• _TASK ITEM_
Reproduce the material that follows, please, but only from its first line to the line containing "# for every instance of the yellow", inclusive.

***

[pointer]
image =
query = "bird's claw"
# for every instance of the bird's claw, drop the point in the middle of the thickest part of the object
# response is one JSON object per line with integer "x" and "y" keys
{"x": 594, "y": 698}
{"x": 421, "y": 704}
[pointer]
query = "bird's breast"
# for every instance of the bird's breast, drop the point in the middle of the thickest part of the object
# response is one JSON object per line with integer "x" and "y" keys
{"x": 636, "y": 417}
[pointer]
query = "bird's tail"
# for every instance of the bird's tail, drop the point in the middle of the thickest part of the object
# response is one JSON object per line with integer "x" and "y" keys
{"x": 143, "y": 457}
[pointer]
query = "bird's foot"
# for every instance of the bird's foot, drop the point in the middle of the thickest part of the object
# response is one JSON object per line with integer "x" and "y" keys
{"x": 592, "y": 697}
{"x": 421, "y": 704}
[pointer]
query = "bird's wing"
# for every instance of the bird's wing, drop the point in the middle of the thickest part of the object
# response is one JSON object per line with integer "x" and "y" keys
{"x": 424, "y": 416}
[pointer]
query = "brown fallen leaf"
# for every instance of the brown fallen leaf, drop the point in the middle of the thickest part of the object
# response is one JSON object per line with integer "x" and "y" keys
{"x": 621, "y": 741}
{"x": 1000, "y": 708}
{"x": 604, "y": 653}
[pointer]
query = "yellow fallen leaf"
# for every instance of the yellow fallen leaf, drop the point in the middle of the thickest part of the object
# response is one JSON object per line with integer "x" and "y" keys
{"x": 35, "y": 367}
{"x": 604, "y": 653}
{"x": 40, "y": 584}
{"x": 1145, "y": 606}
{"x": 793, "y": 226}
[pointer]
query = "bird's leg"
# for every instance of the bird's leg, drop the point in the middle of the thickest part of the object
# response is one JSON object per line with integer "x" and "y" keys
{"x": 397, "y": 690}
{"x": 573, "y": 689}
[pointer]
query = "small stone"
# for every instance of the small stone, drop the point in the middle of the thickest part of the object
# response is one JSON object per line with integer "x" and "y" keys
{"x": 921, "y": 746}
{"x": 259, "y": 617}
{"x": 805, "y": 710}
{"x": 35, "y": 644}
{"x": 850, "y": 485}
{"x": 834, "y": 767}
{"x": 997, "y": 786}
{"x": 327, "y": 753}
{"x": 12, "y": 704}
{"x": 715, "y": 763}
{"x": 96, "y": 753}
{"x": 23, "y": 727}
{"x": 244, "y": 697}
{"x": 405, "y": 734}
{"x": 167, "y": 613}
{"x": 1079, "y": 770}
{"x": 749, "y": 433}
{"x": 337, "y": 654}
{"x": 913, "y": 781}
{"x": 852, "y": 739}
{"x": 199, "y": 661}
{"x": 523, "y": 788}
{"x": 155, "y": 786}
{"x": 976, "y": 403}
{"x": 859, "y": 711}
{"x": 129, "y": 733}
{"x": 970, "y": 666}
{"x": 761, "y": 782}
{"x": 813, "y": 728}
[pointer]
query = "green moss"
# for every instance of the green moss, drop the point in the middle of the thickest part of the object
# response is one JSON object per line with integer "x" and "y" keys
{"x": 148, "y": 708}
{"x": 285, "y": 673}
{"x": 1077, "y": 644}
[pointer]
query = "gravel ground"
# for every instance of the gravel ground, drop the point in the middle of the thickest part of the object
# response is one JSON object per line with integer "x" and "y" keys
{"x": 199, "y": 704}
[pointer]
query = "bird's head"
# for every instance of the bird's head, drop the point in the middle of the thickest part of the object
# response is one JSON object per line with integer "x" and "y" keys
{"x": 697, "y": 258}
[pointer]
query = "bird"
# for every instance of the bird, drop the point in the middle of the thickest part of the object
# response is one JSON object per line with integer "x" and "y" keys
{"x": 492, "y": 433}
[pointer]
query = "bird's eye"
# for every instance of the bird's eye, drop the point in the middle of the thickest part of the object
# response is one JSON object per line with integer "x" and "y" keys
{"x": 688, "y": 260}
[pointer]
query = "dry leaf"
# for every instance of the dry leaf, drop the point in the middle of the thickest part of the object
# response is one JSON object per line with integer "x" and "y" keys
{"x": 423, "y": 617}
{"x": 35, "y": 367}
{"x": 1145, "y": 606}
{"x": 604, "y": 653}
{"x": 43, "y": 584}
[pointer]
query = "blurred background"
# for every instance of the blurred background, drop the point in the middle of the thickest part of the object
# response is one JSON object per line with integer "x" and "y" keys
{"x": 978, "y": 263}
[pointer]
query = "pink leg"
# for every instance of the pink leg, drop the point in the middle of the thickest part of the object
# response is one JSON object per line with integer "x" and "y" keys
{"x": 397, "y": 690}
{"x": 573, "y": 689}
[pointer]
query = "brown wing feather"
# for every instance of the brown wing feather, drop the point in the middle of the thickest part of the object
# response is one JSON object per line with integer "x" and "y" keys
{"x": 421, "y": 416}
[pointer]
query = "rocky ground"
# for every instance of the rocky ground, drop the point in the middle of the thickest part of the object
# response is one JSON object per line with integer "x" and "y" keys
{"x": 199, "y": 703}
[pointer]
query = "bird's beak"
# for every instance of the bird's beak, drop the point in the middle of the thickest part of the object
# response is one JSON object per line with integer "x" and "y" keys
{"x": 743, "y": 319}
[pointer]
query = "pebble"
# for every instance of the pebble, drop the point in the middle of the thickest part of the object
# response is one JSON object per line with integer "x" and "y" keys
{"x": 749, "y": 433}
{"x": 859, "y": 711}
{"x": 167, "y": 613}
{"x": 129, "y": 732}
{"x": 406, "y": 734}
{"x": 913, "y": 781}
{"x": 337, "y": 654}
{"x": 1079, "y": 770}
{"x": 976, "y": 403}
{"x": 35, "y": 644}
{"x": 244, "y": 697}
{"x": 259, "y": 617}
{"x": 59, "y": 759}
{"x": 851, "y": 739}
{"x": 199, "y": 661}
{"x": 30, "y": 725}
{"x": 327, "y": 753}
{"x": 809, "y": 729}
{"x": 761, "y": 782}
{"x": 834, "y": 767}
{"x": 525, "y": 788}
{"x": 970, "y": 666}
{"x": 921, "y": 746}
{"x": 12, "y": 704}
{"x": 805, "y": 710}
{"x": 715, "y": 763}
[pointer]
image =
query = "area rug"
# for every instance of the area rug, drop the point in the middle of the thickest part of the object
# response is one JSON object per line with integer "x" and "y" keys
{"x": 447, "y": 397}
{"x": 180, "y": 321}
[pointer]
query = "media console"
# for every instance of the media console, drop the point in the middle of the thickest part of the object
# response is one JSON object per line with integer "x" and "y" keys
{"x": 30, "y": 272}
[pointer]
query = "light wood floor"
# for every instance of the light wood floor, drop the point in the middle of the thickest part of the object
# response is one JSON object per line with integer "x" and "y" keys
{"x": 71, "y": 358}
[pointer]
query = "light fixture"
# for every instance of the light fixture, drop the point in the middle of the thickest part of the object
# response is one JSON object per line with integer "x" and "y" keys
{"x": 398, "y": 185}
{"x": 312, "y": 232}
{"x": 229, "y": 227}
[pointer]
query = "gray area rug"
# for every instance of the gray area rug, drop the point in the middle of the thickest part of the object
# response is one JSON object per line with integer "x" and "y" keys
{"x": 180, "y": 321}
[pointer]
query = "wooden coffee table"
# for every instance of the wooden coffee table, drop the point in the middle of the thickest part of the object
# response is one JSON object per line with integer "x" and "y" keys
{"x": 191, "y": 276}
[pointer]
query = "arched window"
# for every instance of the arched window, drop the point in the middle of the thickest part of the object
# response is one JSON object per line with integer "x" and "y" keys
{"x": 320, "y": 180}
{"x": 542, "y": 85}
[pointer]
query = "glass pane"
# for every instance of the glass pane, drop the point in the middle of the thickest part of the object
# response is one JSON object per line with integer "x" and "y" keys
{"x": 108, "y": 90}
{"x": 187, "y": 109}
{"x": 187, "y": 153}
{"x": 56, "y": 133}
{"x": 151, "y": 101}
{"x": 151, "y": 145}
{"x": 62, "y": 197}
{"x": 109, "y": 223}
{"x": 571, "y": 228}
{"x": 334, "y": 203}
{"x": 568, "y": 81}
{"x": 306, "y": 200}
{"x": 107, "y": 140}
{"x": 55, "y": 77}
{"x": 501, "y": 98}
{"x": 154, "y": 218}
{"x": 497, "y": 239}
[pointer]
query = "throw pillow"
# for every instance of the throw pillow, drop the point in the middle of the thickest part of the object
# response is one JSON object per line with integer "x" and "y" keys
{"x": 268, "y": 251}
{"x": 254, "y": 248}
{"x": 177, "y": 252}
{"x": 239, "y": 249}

***

• _TASK ANSWER_
[pointer]
image =
query = "bird's claw"
# for every instance of the bird's claw, drop the point in the middle of the thickest part of the object
# response is one JSON object per line with integer "x" and "y" keys
{"x": 594, "y": 698}
{"x": 421, "y": 704}
[pointer]
query = "bird's breast"
# for every instance of the bird's breast, drop the point in the middle of the thickest part of the object
# response is one JSON object per line with integer "x" and "y" keys
{"x": 636, "y": 417}
[pointer]
query = "bird's tail"
# for every instance of the bird's tail, drop the point in the middle of the thickest part of the object
# response is one JSON object per line with integer "x" and "y" keys
{"x": 143, "y": 457}
[pointer]
query = "bird's foot"
# for every instance of the bird's foot, drop the point in the middle of the thickest part of the object
# response is one JSON object per line with integer "x" and "y" keys
{"x": 592, "y": 697}
{"x": 421, "y": 704}
[pointer]
query = "bird's wing"
# for every instance of the bird's wing, drop the point in the middle of the thickest part of the object
# response is one JSON object per line with integer "x" and "y" keys
{"x": 424, "y": 416}
[pointer]
query = "brown fallen leaf"
# for every instance of the brown fallen leaf, drop the point in the middle of the thickest part of the object
# response is one JSON object per line with integer "x" and "y" keys
{"x": 621, "y": 741}
{"x": 1000, "y": 708}
{"x": 604, "y": 653}
[pointer]
query = "yellow fallen leaf"
# for every instance of the yellow fallen leaf, drop the point in the middle of the thickest part of the object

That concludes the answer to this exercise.